TEXT EXCERPT>

If an image update process is started but goes stale there are multiple mechanisms in place to ensure cleanup. If a session is left open after the blob timeout period it'll be closed. Because expiration is not the same action as closing, the cache will be flushed and any staged pieces deleted.

The image itself, in legacy (static layout) mode will be placed and named in such a way that it will disappear if the BMC reboots. In the UBI case, the file will be stored in /tmp and deleted accordingly.

At any point during the upload process, one can abort by closing the open blobs and deleting them by name.

Blob Primitives

The update mechanism will implement the Blob primitives as follows.

BmcBlobOpen

The blob open primitive allows supplying blob specific flags. These flags are used for specifying the transport mechanism. To obtain the list of supported mechanisms on a platform, see the Stat command below.

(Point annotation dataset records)

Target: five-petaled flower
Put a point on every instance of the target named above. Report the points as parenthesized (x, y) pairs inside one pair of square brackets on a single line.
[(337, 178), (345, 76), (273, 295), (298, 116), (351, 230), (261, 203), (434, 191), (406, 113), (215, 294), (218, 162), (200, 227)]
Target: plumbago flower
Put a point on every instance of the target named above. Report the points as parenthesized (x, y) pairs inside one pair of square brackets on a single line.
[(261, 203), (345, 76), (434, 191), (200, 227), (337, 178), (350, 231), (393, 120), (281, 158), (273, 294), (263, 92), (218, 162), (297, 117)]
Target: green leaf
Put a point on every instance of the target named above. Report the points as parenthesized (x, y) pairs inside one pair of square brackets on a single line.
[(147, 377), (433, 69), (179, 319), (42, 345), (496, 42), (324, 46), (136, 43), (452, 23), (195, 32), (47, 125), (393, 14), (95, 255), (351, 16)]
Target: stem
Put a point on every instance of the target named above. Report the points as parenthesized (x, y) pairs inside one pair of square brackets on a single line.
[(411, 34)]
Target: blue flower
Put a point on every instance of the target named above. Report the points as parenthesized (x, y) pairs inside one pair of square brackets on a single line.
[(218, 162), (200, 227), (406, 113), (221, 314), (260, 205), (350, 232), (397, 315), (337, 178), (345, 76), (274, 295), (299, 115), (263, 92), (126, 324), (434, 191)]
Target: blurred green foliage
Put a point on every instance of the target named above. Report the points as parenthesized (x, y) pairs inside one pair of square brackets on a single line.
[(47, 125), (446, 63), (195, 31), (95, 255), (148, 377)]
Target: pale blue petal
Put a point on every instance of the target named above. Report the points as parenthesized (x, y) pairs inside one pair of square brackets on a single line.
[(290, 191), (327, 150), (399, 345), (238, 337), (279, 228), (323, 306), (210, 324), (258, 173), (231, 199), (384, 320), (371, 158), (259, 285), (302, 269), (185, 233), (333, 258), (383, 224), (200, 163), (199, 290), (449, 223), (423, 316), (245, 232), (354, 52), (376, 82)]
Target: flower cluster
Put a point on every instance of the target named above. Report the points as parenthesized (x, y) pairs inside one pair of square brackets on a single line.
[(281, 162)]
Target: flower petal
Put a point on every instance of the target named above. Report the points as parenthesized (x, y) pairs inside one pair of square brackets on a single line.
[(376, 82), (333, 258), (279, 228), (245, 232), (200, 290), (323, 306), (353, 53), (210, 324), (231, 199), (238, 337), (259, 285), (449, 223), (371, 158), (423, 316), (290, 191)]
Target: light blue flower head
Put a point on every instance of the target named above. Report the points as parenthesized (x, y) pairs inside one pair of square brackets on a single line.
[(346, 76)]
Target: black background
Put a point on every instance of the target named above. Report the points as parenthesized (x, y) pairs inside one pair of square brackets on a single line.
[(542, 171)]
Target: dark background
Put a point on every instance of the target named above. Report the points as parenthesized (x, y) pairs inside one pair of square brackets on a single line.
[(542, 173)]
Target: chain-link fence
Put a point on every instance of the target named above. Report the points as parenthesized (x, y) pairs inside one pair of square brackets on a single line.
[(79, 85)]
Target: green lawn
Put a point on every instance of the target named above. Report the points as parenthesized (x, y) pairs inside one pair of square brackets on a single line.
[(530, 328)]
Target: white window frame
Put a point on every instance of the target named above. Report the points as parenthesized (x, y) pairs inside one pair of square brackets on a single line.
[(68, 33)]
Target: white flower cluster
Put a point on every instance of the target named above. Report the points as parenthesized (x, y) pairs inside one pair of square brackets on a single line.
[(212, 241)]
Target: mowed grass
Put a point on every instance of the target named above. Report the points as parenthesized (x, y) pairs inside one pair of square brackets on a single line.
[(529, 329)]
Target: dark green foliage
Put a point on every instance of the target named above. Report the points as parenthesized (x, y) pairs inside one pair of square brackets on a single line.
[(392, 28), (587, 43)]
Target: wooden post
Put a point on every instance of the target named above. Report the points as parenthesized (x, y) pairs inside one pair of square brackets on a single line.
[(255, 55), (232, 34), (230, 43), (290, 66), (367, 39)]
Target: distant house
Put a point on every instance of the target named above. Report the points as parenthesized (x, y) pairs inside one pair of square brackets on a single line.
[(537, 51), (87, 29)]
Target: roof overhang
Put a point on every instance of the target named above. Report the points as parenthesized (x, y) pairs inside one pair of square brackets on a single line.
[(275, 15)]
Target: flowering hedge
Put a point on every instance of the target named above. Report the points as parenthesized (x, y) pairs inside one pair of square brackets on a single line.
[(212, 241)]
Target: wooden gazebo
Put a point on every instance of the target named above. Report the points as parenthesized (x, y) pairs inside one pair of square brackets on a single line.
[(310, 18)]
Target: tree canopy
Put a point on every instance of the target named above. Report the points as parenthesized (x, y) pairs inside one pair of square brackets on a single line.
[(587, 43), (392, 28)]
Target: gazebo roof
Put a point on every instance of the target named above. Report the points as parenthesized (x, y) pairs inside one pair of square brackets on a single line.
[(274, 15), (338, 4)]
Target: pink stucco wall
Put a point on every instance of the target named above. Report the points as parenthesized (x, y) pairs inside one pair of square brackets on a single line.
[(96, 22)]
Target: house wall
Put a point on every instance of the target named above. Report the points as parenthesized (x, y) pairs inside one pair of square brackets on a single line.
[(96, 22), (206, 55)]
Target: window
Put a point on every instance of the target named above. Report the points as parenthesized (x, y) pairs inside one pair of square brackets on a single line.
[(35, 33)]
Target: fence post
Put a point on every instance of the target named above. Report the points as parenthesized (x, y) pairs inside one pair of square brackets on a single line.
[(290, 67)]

REQUEST 1> Copy the stretch of the update mechanism text from "BmcBlobOpen" through "Stat command below." word for word.
REQUEST 2> Please rename "flower" to "blossom" in the records, covering the stretch from their start through the line that contains "162), (297, 117)]", and return only those lines with nothing else changed.

FULL OUTPUT 1>
BmcBlobOpen

The blob open primitive allows supplying blob specific flags. These flags are used for specifying the transport mechanism. To obtain the list of supported mechanisms on a platform, see the Stat command below.

FULL OUTPUT 2>
Target: five-petaled blossom
Put a point on every instance of the target named above. Report the points as parenthesized (x, y) pairs inside one pair of square brackets on a single line.
[(337, 178), (345, 76), (273, 295), (298, 116), (351, 230), (261, 203), (434, 191), (406, 113), (215, 294), (218, 162), (200, 227)]
Target: plumbago blossom
Put a point on every instance of the target named above. Report the points as parenthesized (x, y) pairs inside one pair of square brackets on a single line.
[(261, 203), (345, 76), (434, 191), (200, 227), (337, 178), (350, 231), (393, 120), (281, 158), (273, 294), (263, 92), (218, 162), (297, 117)]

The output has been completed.